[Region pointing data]

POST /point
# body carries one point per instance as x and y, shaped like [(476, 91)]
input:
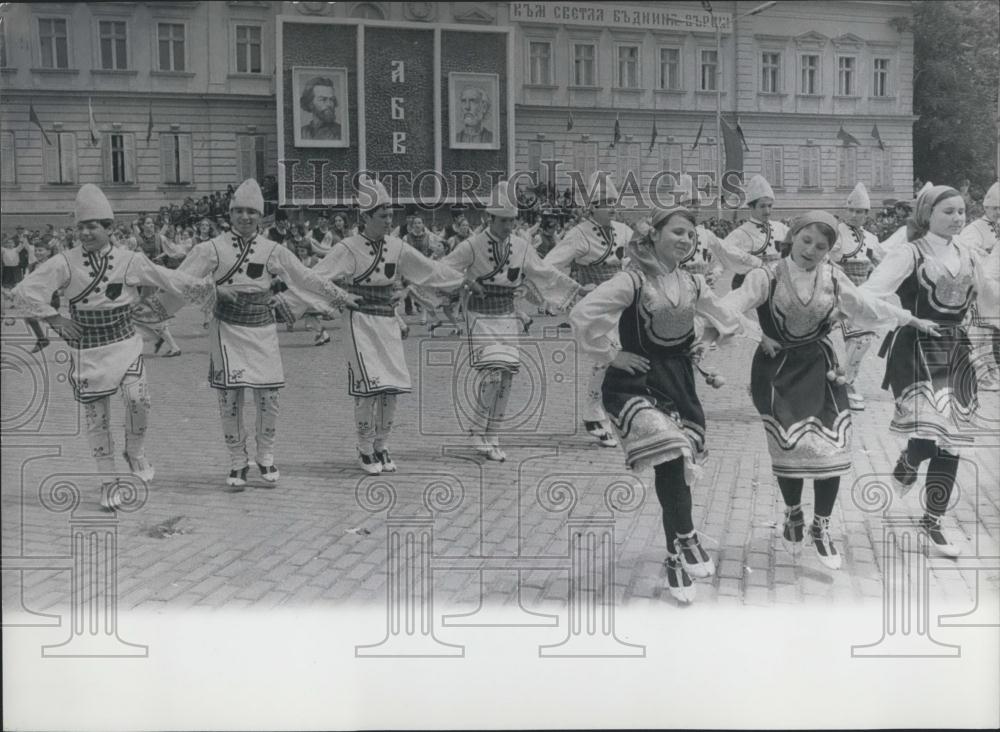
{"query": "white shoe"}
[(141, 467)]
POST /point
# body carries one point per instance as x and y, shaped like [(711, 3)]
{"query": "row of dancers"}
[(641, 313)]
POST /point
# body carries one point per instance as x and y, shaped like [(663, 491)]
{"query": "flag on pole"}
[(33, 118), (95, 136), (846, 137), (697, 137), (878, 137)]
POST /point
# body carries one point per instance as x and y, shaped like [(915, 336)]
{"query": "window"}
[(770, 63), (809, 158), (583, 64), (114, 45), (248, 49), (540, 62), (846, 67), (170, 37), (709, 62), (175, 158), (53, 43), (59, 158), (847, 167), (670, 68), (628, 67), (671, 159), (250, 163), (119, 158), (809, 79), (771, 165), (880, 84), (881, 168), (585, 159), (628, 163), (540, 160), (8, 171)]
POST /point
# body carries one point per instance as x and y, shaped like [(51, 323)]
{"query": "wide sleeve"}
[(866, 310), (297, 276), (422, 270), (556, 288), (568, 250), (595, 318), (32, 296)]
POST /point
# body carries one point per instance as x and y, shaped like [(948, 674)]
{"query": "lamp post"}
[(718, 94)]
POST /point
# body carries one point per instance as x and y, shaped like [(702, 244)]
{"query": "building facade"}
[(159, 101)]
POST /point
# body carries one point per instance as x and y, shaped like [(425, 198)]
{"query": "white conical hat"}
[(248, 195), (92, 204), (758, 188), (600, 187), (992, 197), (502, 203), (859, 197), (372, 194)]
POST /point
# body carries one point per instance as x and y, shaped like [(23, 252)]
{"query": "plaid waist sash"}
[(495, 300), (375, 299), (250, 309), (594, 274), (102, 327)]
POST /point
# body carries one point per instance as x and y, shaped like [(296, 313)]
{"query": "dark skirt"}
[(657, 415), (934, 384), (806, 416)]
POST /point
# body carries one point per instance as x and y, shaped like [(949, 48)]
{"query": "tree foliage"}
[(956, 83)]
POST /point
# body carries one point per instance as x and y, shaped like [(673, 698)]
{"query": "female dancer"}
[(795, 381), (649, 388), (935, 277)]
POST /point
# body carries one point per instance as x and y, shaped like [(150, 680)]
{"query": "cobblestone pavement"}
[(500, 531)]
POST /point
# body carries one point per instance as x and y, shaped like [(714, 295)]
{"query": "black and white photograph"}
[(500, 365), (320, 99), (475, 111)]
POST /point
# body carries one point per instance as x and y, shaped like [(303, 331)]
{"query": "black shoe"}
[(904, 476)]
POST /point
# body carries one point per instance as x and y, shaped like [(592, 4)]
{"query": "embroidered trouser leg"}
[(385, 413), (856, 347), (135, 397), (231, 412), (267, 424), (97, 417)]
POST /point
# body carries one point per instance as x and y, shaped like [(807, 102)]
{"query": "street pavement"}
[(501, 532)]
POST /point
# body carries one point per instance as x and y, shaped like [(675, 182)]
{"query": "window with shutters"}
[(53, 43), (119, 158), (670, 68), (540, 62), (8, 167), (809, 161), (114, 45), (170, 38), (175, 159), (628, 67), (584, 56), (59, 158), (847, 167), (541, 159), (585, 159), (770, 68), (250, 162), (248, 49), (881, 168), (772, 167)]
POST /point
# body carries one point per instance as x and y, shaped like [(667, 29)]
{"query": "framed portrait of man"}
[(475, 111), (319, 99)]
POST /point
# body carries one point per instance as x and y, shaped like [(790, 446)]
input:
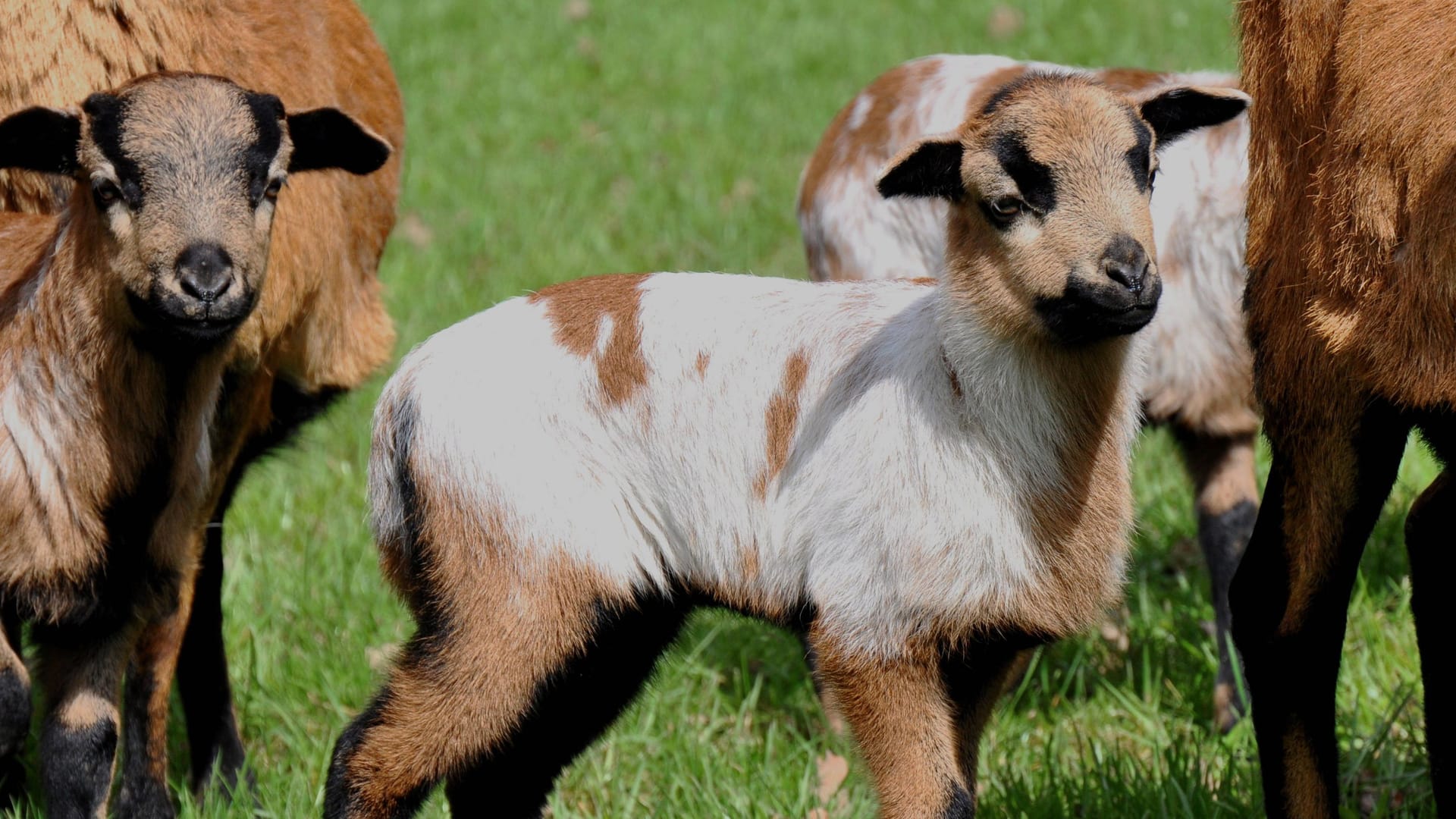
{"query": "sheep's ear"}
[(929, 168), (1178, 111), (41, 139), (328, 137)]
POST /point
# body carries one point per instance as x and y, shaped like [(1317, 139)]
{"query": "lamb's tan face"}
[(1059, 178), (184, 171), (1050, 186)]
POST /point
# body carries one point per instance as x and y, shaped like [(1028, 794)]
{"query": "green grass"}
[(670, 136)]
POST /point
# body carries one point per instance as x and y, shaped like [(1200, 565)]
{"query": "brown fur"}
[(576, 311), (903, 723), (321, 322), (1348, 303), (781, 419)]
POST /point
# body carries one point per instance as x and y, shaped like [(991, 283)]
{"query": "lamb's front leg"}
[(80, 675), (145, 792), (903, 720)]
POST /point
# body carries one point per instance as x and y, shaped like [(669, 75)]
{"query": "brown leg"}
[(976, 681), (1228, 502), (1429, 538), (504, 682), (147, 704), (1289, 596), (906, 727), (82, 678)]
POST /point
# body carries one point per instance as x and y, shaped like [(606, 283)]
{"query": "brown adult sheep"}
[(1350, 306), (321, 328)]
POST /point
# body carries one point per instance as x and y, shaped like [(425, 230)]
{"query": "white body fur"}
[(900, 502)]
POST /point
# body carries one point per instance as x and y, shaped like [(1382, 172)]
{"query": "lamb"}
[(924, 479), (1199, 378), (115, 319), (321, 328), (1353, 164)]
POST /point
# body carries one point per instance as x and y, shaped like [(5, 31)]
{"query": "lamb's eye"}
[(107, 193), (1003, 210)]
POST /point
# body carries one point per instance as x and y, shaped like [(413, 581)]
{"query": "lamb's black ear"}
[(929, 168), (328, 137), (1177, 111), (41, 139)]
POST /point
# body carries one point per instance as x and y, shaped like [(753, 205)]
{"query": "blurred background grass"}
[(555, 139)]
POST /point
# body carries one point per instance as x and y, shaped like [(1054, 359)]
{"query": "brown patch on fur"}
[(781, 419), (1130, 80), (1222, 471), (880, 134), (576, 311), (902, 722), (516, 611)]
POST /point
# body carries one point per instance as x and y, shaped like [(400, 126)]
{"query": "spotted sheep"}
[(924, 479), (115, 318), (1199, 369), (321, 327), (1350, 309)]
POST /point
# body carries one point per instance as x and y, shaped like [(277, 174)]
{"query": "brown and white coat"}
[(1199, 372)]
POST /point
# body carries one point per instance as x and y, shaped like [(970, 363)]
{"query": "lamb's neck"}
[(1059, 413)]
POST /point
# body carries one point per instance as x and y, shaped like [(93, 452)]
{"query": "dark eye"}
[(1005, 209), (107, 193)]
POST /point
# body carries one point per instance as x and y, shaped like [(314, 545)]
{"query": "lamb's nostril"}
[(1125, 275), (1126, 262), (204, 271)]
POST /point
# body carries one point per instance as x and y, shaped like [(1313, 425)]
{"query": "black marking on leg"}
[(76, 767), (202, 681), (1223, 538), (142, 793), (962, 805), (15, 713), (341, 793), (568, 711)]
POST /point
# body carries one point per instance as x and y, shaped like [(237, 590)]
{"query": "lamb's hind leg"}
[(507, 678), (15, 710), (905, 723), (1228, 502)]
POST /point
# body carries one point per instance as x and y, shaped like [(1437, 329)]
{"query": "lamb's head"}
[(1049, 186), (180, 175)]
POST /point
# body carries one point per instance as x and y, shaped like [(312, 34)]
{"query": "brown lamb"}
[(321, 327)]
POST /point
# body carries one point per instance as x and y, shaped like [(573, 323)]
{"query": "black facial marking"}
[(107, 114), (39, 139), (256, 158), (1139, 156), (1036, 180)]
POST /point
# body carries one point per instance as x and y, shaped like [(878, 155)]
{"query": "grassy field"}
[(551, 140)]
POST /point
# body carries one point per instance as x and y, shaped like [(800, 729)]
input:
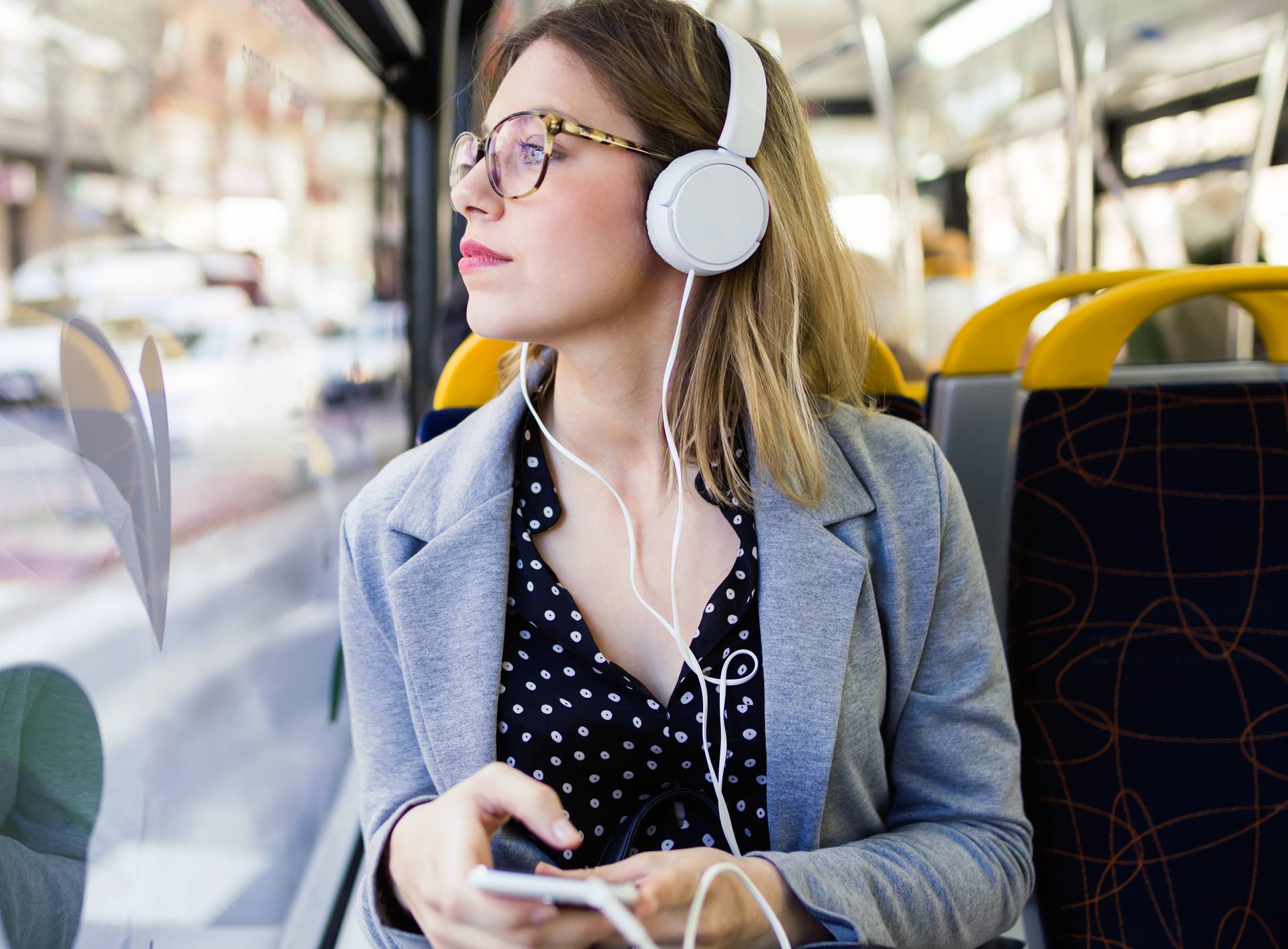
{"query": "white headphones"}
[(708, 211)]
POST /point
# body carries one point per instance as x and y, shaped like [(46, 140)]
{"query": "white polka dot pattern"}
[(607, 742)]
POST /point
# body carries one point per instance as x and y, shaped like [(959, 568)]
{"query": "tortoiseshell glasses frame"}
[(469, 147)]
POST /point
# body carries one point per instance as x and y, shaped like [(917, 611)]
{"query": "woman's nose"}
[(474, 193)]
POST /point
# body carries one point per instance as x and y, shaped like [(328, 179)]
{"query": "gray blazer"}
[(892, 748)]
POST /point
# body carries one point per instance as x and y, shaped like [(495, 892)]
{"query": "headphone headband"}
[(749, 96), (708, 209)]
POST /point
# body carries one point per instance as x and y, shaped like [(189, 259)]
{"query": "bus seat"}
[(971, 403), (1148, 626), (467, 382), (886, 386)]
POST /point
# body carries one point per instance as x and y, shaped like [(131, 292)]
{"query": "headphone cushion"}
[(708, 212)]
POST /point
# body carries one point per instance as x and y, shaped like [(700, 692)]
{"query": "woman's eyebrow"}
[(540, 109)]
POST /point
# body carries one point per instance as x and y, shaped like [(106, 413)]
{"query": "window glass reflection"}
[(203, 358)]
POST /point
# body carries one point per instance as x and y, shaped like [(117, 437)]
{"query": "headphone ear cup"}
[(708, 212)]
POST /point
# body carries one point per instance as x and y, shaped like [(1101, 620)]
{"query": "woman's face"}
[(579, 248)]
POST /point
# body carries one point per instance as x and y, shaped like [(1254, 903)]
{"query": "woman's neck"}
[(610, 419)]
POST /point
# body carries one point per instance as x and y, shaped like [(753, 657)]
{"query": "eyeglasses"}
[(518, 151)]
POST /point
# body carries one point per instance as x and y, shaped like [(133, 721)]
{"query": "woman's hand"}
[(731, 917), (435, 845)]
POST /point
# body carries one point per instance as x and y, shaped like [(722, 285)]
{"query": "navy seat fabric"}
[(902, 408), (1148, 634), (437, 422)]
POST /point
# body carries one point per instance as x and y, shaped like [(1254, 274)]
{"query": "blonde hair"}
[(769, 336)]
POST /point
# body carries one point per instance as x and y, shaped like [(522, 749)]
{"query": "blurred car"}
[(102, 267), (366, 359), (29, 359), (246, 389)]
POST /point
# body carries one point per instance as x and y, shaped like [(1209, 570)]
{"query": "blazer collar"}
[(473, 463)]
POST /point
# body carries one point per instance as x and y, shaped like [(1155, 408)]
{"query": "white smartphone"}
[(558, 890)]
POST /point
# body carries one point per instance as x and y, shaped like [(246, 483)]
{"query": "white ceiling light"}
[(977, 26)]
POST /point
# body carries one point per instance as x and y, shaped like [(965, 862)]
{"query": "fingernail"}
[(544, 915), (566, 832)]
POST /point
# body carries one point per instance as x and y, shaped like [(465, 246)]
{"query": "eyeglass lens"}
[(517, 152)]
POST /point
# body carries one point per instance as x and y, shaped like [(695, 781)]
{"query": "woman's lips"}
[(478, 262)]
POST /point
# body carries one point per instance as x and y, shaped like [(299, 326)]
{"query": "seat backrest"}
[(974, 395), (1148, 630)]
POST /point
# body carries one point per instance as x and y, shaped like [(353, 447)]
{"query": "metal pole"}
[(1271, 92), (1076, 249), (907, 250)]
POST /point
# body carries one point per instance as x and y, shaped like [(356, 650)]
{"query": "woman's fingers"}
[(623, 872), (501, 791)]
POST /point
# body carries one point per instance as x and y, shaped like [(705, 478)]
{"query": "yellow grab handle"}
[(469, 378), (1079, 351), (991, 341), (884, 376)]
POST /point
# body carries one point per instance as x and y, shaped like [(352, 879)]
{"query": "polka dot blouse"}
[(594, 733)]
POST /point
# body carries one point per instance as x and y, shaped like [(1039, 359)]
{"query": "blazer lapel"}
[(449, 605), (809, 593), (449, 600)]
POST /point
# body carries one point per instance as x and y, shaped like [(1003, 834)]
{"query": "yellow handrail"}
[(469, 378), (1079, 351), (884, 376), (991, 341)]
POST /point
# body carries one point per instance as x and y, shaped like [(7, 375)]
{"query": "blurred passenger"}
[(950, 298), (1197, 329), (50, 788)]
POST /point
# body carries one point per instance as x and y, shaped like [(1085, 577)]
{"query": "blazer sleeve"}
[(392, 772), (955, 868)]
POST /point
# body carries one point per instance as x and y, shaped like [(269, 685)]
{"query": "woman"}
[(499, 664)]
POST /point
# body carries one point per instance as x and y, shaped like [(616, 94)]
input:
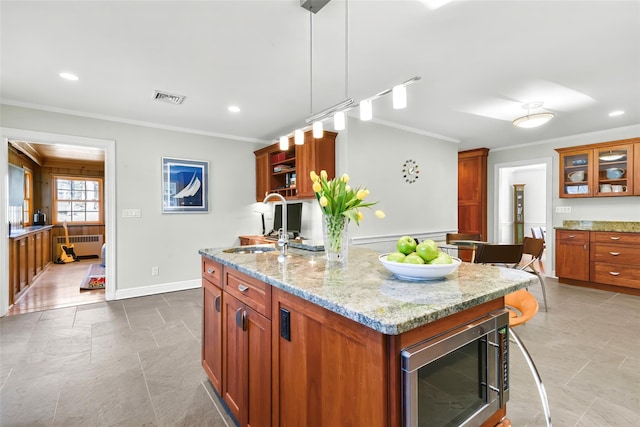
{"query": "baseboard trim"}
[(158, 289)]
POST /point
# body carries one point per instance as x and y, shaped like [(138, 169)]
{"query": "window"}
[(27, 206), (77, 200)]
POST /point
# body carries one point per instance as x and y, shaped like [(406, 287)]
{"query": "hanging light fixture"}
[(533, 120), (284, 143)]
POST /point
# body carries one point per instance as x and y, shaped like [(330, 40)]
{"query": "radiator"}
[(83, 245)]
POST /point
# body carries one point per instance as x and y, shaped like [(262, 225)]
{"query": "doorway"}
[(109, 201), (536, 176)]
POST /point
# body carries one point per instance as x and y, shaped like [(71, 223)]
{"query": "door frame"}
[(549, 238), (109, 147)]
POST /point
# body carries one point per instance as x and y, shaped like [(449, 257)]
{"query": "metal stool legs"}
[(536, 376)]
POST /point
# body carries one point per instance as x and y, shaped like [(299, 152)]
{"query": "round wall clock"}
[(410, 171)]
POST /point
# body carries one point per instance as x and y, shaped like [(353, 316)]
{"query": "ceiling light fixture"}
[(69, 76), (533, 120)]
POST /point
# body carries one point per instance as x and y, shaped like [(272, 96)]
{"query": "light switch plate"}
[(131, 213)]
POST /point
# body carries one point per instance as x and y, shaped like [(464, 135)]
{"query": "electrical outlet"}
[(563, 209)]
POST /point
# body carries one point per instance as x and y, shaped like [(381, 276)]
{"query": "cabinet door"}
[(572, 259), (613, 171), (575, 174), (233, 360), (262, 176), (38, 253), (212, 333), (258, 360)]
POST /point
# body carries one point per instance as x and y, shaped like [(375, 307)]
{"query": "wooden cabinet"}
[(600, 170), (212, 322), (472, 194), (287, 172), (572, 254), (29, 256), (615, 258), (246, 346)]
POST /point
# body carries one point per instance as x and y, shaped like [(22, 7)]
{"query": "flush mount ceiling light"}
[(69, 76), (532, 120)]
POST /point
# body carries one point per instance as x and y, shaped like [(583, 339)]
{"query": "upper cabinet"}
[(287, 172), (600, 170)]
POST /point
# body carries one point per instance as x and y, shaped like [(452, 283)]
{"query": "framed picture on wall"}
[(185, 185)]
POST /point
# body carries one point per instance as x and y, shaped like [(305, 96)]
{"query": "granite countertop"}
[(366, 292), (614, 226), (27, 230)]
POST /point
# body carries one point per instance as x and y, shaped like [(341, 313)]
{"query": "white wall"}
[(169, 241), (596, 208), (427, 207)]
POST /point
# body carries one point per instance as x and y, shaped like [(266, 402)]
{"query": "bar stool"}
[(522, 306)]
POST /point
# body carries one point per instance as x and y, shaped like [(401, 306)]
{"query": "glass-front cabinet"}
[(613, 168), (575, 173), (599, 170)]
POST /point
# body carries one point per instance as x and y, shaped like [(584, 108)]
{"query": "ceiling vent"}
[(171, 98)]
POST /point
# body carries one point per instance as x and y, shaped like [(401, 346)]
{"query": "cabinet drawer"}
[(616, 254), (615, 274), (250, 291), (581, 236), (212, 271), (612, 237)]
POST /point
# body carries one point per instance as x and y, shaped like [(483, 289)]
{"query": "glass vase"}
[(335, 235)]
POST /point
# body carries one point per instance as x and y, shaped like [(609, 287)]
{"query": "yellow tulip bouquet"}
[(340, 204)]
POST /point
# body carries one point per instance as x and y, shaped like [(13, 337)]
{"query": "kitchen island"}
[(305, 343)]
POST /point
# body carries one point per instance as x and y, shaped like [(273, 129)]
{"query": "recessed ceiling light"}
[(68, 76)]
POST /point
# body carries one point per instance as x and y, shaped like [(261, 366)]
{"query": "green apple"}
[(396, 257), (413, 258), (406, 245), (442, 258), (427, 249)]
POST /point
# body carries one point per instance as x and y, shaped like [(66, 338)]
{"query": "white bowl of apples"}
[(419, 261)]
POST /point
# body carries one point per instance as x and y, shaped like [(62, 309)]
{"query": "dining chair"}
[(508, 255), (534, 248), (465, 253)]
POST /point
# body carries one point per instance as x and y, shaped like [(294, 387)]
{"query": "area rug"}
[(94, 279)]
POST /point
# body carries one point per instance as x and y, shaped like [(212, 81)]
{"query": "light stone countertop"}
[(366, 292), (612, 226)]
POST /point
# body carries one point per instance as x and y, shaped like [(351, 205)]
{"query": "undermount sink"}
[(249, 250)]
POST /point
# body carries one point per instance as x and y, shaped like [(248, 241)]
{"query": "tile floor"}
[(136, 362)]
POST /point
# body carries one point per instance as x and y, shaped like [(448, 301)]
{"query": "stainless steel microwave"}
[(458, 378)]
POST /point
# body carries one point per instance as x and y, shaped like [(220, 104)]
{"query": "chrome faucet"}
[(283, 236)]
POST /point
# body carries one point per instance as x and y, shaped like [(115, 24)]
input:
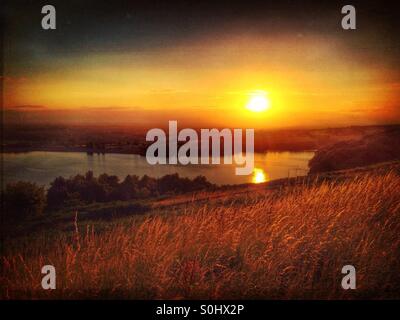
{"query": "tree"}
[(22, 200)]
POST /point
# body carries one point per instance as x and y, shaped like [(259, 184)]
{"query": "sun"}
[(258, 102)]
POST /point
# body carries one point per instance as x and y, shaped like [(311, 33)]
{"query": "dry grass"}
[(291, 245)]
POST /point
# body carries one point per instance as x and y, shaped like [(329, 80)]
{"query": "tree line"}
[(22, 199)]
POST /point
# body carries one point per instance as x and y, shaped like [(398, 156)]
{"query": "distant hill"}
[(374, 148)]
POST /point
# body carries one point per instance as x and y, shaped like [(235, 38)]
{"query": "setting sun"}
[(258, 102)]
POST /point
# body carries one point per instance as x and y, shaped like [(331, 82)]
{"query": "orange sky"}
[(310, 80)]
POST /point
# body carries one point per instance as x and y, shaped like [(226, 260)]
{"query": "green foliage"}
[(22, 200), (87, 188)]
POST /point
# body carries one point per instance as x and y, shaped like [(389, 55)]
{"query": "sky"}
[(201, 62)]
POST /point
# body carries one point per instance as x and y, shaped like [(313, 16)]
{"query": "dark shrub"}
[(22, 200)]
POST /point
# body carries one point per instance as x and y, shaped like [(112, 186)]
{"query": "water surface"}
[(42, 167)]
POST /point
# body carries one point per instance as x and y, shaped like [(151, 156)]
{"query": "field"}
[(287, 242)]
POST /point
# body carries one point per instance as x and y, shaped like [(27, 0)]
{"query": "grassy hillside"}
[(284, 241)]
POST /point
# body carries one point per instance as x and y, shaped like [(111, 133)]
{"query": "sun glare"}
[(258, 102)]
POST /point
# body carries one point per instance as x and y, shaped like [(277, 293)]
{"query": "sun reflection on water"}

◆ **WORK INSTRUCTION**
Look above for the line holding "like [(970, 363)]". Print it and every line after it, exactly, through the line holding "like [(314, 545)]".

◆ **ANSWER**
# body carries one point per instance as x and y, shaped like [(970, 363)]
{"query": "lamb's neck"}
[(1059, 413)]
POST /point
# body carries one point per instance as x and y, shaped like [(93, 452)]
{"query": "dark eye"}
[(1005, 209), (107, 193)]
POST /point
# body carries one point per instance as x and y, shaped like [(314, 545)]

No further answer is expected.